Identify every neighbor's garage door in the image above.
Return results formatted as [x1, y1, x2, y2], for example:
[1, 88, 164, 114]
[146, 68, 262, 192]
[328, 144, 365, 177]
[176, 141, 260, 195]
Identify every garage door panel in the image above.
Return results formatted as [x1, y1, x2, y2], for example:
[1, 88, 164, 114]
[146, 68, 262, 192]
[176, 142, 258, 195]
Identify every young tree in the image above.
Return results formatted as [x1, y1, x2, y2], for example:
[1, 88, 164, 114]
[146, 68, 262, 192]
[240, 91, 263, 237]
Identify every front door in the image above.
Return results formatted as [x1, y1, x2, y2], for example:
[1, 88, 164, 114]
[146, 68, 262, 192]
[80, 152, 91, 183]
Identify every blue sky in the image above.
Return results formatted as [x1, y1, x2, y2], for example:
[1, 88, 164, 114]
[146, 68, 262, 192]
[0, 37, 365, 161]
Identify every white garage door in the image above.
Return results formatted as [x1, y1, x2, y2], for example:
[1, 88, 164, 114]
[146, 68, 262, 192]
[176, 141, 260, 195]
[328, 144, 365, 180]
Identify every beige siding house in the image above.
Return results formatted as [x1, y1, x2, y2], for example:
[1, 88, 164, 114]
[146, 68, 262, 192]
▬▬▬▬▬▬▬▬▬▬
CHALLENGE —
Show each line in the entries above that contains the word "garage", copied in full.

EXPECTED ANSWER —
Identify every neighbor's garage door in the image above.
Identify every garage door panel in the image above.
Identify every white garage door in the image above.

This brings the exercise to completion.